**EXCERPTED RECORDS:**

:::

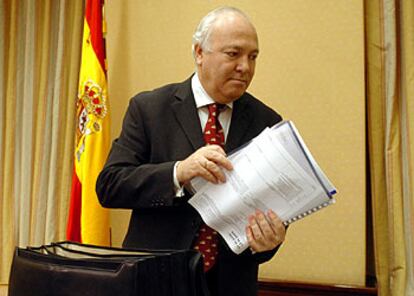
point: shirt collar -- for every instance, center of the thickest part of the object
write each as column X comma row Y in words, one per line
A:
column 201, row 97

:::

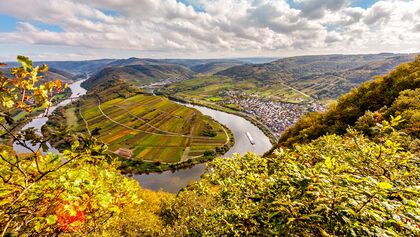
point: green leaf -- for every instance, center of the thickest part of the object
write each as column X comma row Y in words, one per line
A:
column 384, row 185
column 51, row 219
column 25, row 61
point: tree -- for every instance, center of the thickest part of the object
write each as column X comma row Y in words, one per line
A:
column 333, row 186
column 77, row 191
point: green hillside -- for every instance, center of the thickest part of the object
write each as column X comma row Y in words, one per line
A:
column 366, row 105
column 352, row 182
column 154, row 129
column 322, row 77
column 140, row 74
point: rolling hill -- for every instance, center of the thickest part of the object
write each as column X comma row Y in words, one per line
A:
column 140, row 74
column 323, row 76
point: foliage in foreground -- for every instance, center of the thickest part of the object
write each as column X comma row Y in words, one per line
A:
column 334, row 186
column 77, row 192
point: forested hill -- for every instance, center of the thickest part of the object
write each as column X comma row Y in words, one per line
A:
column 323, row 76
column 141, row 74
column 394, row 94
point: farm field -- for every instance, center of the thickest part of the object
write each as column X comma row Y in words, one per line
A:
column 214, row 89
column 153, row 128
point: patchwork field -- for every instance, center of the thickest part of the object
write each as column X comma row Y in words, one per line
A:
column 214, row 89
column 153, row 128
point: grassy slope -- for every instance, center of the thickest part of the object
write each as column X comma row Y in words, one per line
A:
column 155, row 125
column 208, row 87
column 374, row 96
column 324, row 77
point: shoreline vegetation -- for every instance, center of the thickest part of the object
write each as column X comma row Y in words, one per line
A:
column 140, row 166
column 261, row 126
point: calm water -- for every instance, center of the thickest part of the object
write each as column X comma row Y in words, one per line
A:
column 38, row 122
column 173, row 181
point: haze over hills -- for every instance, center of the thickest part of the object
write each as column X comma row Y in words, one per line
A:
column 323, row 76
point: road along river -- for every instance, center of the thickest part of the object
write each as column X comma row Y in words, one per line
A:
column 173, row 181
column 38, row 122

:::

**TASK INSTRUCTIONS:** Among the lines above, tally those containing the string "field" and give only the result.

**SOLUTION TO THE PROBLEM:** 2